[Rows from a pointing dataset]
....
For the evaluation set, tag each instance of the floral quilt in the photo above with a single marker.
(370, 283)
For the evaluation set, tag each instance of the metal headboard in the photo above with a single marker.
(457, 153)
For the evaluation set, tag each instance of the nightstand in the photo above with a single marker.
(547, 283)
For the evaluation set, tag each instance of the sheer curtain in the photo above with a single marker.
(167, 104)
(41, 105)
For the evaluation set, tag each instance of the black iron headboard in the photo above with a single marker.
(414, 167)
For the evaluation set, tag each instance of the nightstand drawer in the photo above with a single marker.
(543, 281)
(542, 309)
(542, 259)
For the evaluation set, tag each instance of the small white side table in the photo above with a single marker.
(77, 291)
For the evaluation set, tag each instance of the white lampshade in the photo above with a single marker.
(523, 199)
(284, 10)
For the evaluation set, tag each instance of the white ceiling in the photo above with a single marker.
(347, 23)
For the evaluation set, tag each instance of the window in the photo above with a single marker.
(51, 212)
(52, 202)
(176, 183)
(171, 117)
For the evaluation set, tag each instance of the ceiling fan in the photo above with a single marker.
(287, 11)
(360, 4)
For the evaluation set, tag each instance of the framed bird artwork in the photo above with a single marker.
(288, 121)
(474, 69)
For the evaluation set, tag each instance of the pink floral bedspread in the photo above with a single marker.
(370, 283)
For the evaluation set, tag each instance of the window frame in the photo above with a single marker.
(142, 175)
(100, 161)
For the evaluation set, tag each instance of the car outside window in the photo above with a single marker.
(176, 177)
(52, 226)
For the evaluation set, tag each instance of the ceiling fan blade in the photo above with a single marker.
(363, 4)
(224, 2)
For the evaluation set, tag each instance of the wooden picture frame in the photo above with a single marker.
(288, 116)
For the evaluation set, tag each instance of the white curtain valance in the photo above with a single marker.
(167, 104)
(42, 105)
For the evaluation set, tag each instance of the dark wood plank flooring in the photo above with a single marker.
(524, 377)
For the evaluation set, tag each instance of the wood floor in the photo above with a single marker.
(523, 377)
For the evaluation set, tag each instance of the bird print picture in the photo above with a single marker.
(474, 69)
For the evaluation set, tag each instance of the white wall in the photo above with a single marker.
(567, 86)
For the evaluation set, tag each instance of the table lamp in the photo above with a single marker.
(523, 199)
....
(Task objective) Rewrite all of the material above as a numbered list, one line per entry, and leave out any blank lines.

(Answer for the task)
1. For the evaluation set, tag each instance of the floral quilt in the photo above with a single marker.
2. (370, 283)
3. For the evaluation set, tag each instance of the metal headboard in the photo above with a single marker.
4. (457, 153)
5. For the evaluation set, tag each instance of the nightstand in the photo above with a single marker.
6. (547, 283)
7. For the evaluation set, tag each instance of the sheer curtain in the photo above with a single marker.
8. (167, 104)
9. (41, 105)
10. For the evaluation set, tag each instance of the black iron headboard in the photo above with a single marker.
11. (414, 167)
12. For the evaluation set, tag each instance of the nightstand drawer in the photo above with a single marker.
13. (543, 281)
14. (542, 309)
15. (542, 259)
16. For the evaluation set, tag each instance of the small white side table in the photo above with a single marker.
17. (77, 291)
18. For the evaluation set, tag each instance of the white lampshade in the photo above with a single marker.
19. (523, 199)
20. (284, 10)
21. For the evaluation set, tag each instance of the white ceiling in the photo above with a single marker.
22. (347, 23)
23. For the evaluation set, tag each instance of the window in the photo above with a single marker.
24. (51, 212)
25. (52, 202)
26. (176, 183)
27. (171, 117)
28. For the evaluation set, tag each instance of the ceiling fan in the photo above with a single marker.
29. (287, 11)
30. (360, 4)
31. For the evaluation set, tag each instance of the framed bird artwork in the photo above with a single marker.
32. (288, 121)
33. (474, 69)
34. For the evaluation set, tag each instance of the pink floral bedspread in the photo above with a single marker.
35. (370, 283)
36. For the evaluation set, tag each instance of the window frame in the photo above with a single marker.
37. (142, 175)
38. (100, 161)
39. For the evaluation set, tag each instance of the car outside window in the photo above with a single marker.
40. (176, 177)
41. (52, 226)
42. For the evaluation set, tag each instance of the ceiling fan blade in the photo above with a single marker.
43. (363, 4)
44. (224, 2)
45. For the evaluation set, tag each instance of the wooden picture frame in the photo above with a single marker.
46. (288, 116)
47. For the evaluation set, tag each instance of the white curtain valance in the photo above with a single marker.
48. (167, 104)
49. (42, 105)
50. For the evaluation set, tag each instance of the dark wood plank flooring in the photo above with a single marker.
51. (524, 377)
52. For the evaluation set, tag each instance of the wood floor in the photo above with a single marker.
53. (523, 377)
54. For the evaluation set, tag each instance of the bird print picture in the photo above with a single marker.
55. (474, 69)
56. For the evaluation set, tag each instance of the white wall in the photo above with a single marker.
57. (567, 86)
58. For the evaluation set, tag each instance of the table lamp in the photo above with a single marker.
59. (523, 199)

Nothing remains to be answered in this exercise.